▶ What you have to do: Which lines in the rows below contain the word "dark"? Return each of those lines in full, and treat uppercase and lowercase as different.

**** Given data

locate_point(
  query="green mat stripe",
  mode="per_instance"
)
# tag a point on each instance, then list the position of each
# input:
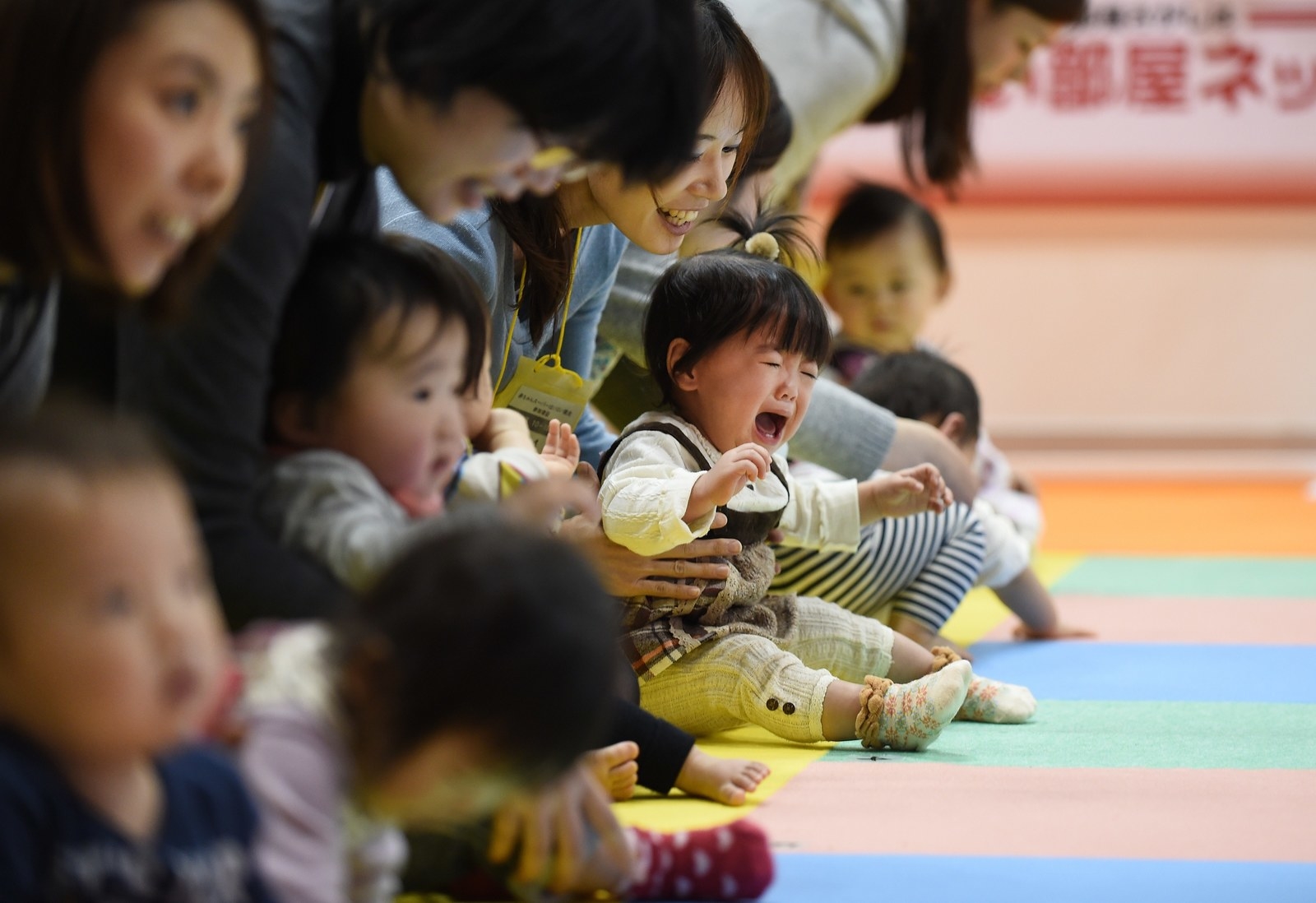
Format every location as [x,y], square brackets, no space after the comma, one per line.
[1125,734]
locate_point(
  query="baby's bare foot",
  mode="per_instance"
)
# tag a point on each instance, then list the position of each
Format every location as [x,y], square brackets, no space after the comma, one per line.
[615,766]
[721,780]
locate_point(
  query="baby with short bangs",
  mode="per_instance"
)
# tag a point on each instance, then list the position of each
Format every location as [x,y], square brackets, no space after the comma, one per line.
[112,655]
[734,341]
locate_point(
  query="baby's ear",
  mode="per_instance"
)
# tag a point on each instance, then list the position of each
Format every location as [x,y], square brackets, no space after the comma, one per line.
[295,420]
[681,377]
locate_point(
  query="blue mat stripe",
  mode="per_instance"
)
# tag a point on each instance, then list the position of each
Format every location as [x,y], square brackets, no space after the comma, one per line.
[1006,879]
[1119,672]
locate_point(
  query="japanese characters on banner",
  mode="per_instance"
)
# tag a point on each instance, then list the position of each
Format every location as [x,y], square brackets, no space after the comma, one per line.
[1142,100]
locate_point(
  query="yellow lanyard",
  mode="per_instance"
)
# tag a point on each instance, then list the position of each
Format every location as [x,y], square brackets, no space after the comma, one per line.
[566,308]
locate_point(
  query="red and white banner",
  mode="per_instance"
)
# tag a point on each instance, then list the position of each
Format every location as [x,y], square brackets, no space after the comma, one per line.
[1147,100]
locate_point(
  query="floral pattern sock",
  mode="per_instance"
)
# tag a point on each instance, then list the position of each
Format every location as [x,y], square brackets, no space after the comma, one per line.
[734,863]
[908,716]
[997,703]
[989,701]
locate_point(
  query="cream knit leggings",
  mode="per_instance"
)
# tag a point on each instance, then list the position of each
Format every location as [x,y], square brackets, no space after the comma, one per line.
[780,686]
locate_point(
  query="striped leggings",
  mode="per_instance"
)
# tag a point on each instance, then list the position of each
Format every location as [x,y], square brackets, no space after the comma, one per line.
[921,567]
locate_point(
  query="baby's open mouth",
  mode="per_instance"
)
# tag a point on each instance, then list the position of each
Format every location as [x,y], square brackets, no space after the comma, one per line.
[770,427]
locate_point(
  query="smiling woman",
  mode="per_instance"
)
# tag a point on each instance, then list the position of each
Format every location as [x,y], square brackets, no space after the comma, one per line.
[127,132]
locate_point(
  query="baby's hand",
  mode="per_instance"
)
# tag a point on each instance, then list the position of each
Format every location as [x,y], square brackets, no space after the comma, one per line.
[910,491]
[728,477]
[561,451]
[1059,632]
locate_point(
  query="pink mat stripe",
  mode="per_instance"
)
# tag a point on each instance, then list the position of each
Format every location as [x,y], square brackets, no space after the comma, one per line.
[1244,622]
[957,810]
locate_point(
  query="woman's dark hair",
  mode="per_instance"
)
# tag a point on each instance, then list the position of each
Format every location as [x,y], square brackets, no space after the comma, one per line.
[348,285]
[72,436]
[934,91]
[612,79]
[48,53]
[918,385]
[487,627]
[725,61]
[711,298]
[870,210]
[774,137]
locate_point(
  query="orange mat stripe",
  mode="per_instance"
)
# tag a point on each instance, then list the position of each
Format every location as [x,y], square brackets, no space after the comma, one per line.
[1179,517]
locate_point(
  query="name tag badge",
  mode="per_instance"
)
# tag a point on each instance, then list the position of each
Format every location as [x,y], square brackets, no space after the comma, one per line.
[544,390]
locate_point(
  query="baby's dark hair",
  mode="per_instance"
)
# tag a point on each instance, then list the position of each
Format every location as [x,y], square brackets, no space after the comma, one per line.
[490,627]
[69,440]
[919,385]
[711,298]
[870,210]
[795,248]
[348,283]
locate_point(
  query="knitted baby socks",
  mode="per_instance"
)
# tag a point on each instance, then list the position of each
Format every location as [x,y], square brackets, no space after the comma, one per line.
[732,863]
[989,701]
[910,716]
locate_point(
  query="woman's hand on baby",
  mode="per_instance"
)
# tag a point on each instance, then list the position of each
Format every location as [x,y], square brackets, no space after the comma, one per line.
[910,491]
[566,836]
[627,574]
[561,451]
[721,484]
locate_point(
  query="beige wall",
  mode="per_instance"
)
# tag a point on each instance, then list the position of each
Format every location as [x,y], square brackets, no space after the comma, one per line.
[1138,328]
[1138,322]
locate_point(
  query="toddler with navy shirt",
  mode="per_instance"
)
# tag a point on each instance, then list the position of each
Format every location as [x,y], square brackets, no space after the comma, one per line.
[111,653]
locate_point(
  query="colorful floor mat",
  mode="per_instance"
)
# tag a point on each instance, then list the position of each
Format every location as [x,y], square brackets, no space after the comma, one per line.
[1173,757]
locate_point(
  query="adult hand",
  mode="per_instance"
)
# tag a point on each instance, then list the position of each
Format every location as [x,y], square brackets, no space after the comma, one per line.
[568,836]
[627,574]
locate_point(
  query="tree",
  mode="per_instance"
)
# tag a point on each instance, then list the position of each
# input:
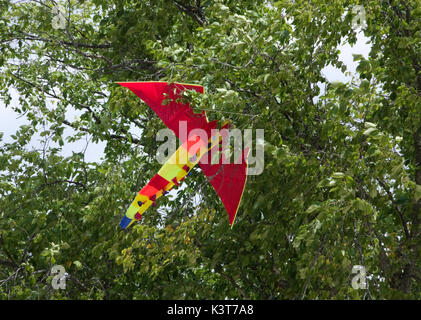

********

▶ Final result:
  query="woman's dark hair",
  query="baby's dark hair",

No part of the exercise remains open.